## Begin Items
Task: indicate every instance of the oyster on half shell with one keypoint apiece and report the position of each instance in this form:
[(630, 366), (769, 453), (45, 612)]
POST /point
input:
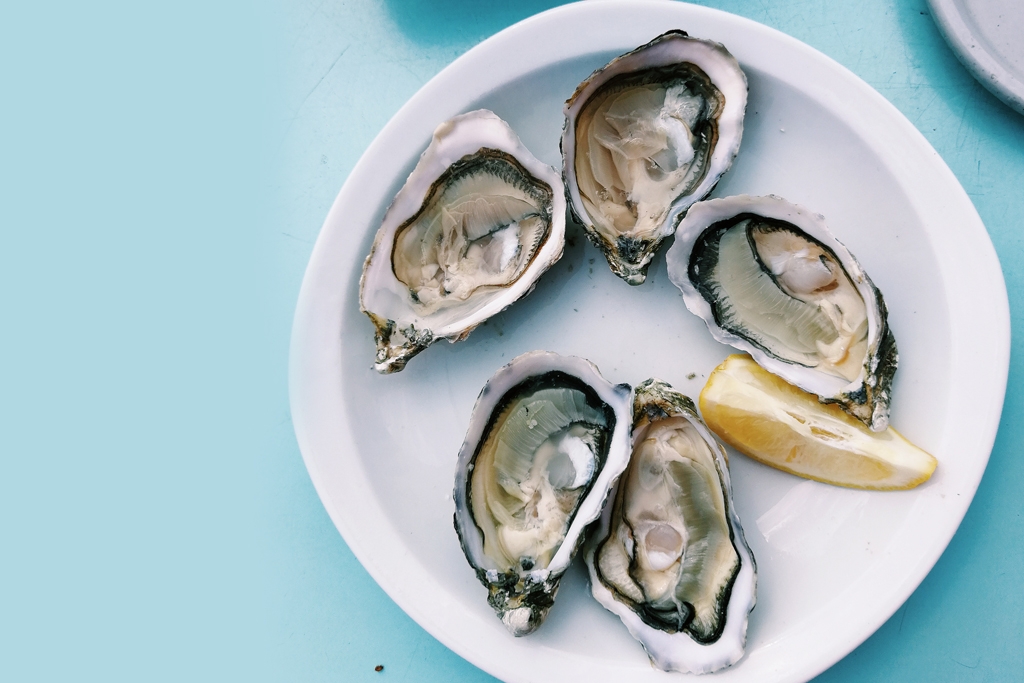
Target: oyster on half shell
[(669, 555), (475, 225), (769, 279), (646, 136), (547, 440)]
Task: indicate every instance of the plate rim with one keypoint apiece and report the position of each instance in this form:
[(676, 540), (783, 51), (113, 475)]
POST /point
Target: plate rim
[(973, 53), (300, 361)]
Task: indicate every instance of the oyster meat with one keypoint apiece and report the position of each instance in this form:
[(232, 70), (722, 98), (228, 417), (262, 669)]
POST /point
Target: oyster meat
[(646, 136), (769, 279), (475, 225), (547, 440), (669, 556)]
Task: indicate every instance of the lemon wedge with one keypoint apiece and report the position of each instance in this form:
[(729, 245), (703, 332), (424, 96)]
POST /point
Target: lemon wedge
[(777, 424)]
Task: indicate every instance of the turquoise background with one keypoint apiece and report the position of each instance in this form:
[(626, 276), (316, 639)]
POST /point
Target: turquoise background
[(164, 173)]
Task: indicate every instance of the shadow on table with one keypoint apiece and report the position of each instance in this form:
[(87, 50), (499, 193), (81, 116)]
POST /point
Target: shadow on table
[(444, 22)]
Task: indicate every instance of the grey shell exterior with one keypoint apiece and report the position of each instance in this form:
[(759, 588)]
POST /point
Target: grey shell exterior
[(654, 400), (521, 599), (865, 398), (629, 257)]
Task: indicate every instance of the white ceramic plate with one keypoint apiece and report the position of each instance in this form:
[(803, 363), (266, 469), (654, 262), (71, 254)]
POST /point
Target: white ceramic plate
[(834, 564), (985, 36)]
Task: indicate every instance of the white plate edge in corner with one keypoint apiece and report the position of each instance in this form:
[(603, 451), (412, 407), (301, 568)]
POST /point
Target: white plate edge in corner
[(974, 54)]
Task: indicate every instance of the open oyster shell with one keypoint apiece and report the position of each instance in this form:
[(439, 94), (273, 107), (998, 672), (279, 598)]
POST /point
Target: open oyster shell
[(547, 440), (475, 225), (646, 136), (769, 279), (669, 556)]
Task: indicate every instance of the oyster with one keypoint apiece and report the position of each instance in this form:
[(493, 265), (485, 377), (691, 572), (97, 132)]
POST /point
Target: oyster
[(547, 440), (476, 223), (669, 556), (769, 279), (646, 136)]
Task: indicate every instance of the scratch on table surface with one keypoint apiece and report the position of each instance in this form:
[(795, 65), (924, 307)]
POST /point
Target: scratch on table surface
[(967, 103), (967, 666), (329, 70)]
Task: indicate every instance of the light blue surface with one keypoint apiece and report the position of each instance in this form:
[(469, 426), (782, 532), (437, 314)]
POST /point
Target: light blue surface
[(165, 173)]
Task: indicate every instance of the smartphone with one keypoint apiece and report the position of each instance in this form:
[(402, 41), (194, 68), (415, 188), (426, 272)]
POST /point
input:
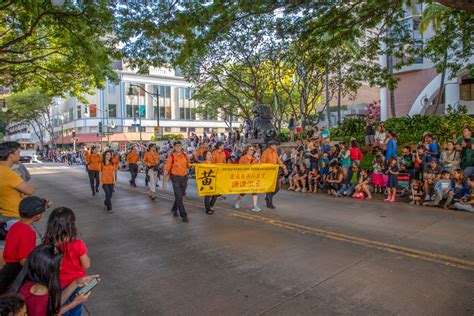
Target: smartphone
[(87, 288)]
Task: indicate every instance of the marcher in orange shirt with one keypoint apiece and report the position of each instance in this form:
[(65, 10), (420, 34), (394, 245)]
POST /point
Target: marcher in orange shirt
[(177, 167), (152, 160), (209, 200), (93, 168), (107, 176), (86, 155), (248, 158), (218, 155), (271, 156), (116, 162), (201, 151), (132, 160)]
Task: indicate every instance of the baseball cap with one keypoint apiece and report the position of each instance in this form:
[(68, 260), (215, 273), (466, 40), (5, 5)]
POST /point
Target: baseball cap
[(273, 142), (31, 206)]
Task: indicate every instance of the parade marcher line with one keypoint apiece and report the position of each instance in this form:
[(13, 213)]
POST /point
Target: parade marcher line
[(406, 251), (386, 247)]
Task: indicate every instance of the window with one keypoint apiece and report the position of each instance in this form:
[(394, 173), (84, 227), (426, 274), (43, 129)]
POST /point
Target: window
[(70, 114), (111, 88), (135, 104), (93, 110), (112, 110), (164, 101), (467, 92)]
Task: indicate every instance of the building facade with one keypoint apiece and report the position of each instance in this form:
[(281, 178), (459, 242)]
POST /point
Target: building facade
[(135, 109), (419, 83)]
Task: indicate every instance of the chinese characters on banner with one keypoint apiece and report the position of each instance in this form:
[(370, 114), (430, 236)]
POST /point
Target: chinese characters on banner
[(214, 179)]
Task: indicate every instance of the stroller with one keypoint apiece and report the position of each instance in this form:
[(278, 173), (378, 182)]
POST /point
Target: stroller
[(404, 186)]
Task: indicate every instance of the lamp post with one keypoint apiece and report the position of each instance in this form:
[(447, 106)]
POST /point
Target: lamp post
[(157, 96), (61, 117)]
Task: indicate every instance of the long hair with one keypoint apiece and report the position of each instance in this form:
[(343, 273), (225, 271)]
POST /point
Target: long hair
[(42, 267), (61, 227)]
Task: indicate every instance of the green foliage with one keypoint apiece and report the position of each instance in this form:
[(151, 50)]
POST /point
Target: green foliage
[(167, 137), (283, 135), (409, 130), (59, 48), (27, 106)]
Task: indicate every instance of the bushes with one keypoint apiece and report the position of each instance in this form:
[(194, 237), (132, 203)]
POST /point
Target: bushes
[(410, 129), (169, 137)]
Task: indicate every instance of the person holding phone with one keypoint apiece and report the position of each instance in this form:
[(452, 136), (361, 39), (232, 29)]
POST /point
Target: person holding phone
[(39, 284), (61, 231)]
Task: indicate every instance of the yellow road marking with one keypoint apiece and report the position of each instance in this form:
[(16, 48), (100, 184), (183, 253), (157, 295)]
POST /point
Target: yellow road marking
[(405, 251)]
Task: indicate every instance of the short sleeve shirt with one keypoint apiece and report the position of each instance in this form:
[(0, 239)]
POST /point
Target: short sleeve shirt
[(10, 197), (71, 266), (20, 241)]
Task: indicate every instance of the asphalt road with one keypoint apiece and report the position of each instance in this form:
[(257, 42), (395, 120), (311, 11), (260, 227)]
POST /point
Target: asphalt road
[(314, 255)]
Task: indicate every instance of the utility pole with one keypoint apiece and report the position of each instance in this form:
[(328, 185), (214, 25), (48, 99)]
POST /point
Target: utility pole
[(327, 98)]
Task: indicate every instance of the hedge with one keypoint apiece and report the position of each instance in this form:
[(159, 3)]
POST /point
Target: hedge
[(410, 129)]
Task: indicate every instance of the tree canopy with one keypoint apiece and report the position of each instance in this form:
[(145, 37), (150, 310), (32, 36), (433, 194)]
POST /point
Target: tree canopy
[(60, 48)]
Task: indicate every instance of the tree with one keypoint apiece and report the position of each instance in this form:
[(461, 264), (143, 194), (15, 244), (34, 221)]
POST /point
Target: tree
[(185, 31), (59, 48), (32, 108)]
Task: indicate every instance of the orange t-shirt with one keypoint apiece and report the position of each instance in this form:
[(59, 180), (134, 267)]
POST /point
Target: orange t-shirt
[(244, 160), (116, 162), (94, 161), (218, 157), (107, 174), (133, 157), (177, 164), (270, 156), (151, 158)]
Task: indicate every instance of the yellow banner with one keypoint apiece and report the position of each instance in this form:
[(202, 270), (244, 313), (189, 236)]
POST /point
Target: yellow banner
[(216, 179)]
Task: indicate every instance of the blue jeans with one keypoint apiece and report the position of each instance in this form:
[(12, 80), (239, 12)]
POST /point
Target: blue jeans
[(76, 311), (464, 207)]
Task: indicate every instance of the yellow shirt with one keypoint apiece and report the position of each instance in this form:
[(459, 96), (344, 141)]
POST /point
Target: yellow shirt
[(9, 197)]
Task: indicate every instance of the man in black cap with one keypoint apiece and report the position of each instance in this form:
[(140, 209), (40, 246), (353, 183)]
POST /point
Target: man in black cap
[(271, 156), (21, 239)]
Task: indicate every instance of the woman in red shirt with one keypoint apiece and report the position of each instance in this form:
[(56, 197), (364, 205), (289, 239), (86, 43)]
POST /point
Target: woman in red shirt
[(39, 283), (107, 177), (61, 231)]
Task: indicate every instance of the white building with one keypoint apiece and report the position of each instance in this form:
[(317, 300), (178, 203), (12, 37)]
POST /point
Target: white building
## End Items
Instructions for the task — Will you copy the rows word for word, starting at the first row and ending with the line that contains "[(834, 564), (985, 36)]", including both ends? Leave the pictures out of your copy.

Solution below —
Task: indicate every instance of the oyster on half shell with one keypoint apiece and report the position of each instance in this form:
[(630, 366), (769, 453), (45, 612)]
POST /point
input:
Target: oyster on half shell
[(669, 555), (475, 225), (769, 279), (646, 136), (547, 440)]
Task: indicate every instance of the plate rim with one keypoint apiece and report the position of each instance in this form:
[(676, 540), (783, 51), (113, 475)]
POST /point
Target: plate rim
[(973, 53), (300, 361)]
Task: indicate every instance of the oyster meat with one keypoint apiece and report the position of each instance in this form:
[(232, 70), (722, 98), (228, 417), (262, 669)]
POST /point
Target: oyster meat
[(646, 136), (769, 279), (475, 225), (547, 440), (669, 556)]
Task: indicate every instance of the lemon wedge with one keypoint apiece and report the position of each instance in this form:
[(729, 245), (703, 332), (424, 96)]
POST /point
Target: lemon wedge
[(777, 424)]
Task: indicate every instance of the turquoise background with one keypoint apiece and report the position of each instance in this form:
[(626, 276), (316, 639)]
POST /point
Target: turquoise background
[(164, 173)]
Task: indicate every instance of the shadow on table with one keypoint apiece and report the position of each instance in this form:
[(87, 50), (499, 193), (81, 116)]
POST /point
Target: shadow on table
[(444, 22)]
Task: indicate every instance of the grey shell exterior with one keypoint apiece and report the position of each instance in this form:
[(759, 588)]
POST /point
Target: grey shell exterior
[(654, 400), (521, 599), (865, 398), (629, 257)]
Task: indicate every instance of the white ceramic plate with one keypoint apiece and report the position of each instance in this form:
[(803, 363), (266, 469), (654, 262), (71, 254)]
POST /point
Target: white ceramic plate
[(834, 564), (985, 36)]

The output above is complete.